## WHAT YOU SHOULD DO
Update the material starting at the line that contains "Target: **person's ear**" and ending at the end of the material by changing "even-odd rule" to "nonzero winding rule", with everything else left as it is. Return only those lines.

## Image boundary annotation data
● ● ● ● ● ● ●

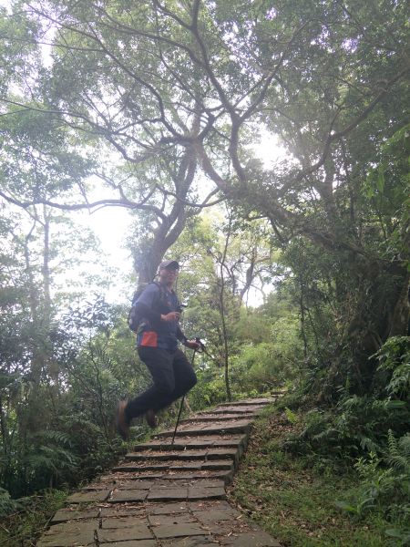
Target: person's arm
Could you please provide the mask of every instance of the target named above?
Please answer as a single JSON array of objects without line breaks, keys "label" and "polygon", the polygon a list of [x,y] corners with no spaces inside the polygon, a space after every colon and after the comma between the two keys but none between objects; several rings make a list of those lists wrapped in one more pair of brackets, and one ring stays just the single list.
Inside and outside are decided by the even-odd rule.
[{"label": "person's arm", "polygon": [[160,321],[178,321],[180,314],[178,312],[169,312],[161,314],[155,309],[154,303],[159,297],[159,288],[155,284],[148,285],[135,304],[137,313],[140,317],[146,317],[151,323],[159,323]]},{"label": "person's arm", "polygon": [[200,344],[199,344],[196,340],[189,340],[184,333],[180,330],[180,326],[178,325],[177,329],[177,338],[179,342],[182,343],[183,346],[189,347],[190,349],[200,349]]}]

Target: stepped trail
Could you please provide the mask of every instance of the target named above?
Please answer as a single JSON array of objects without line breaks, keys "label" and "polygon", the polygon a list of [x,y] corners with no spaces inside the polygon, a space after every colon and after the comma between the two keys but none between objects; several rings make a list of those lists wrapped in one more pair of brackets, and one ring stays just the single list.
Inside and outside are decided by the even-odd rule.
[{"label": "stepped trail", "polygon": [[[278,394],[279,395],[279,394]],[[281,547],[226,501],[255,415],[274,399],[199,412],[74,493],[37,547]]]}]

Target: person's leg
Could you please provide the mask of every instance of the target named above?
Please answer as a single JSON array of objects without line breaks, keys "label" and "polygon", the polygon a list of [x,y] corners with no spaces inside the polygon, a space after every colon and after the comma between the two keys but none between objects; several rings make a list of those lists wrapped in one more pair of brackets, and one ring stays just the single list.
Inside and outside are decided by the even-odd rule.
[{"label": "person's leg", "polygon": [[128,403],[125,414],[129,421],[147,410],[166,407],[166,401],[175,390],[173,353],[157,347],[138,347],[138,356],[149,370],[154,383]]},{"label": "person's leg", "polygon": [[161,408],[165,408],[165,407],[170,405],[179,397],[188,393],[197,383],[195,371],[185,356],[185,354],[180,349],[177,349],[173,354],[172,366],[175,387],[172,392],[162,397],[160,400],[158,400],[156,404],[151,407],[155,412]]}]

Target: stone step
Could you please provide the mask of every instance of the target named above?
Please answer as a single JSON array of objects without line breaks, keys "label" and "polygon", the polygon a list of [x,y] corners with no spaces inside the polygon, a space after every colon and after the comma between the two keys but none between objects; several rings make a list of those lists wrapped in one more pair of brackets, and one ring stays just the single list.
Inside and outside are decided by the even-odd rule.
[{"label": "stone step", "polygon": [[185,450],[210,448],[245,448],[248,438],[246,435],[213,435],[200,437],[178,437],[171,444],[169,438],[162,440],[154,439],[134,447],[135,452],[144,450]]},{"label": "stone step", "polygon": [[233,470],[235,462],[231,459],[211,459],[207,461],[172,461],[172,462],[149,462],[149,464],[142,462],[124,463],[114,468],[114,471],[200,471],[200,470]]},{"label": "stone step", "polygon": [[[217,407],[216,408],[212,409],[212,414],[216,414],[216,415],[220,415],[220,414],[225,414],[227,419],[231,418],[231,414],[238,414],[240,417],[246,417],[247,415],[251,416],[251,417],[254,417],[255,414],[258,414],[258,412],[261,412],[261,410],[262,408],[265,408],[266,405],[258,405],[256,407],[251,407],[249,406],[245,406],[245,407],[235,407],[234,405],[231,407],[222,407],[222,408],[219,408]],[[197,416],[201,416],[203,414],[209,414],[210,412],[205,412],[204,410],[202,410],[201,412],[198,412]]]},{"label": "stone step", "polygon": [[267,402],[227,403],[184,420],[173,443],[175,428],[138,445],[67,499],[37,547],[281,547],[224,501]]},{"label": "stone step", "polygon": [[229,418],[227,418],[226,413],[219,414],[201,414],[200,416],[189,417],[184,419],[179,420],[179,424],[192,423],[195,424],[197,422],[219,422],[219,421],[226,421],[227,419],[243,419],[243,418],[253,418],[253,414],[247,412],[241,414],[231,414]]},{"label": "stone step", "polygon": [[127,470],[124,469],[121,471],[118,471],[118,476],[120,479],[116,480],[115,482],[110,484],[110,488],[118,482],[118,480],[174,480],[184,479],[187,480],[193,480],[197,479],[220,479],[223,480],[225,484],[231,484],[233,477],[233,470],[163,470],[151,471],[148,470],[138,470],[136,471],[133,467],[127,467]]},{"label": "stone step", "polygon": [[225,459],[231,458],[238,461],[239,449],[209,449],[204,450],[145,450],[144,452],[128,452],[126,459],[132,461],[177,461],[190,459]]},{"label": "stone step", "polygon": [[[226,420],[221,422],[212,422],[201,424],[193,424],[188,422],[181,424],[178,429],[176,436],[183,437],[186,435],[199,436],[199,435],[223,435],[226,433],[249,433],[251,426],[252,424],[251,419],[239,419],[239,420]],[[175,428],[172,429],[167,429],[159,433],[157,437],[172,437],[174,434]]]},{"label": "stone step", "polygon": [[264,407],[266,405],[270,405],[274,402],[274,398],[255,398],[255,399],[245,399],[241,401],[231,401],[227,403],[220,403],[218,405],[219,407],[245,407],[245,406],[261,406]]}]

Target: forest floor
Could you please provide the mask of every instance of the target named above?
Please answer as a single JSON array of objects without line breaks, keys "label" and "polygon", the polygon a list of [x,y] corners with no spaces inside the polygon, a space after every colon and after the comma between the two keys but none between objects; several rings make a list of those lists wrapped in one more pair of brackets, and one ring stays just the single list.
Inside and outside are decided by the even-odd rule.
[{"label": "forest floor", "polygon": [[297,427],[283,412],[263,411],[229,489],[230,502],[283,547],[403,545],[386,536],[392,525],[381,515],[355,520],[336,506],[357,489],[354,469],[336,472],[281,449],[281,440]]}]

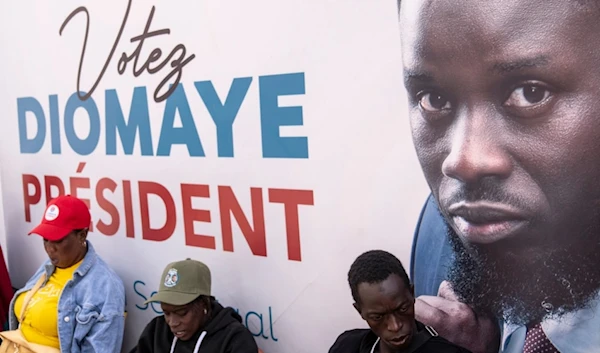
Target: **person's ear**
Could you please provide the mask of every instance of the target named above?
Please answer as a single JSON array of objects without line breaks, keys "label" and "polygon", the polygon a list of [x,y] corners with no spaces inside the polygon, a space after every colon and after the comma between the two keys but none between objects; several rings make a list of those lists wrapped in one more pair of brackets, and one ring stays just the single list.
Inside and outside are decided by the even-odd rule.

● ● ● ● ● ● ●

## SOLUTION TO THIS EXERCISE
Target: **person's ear**
Could you please provide the mask of every instance of the target named above?
Please answer as a single JSON array of objects without line breaks, keys "label" and "polygon", the polygon a list of [x,y] corners with no spaces inside the polygon, a space after every colon and after the comma between the two keys but none between objects; several rings make a list of those lists wrapped in one more pair of brackets, and one ring stays just the single list.
Inside and outside are decided by the nonzero winding rule.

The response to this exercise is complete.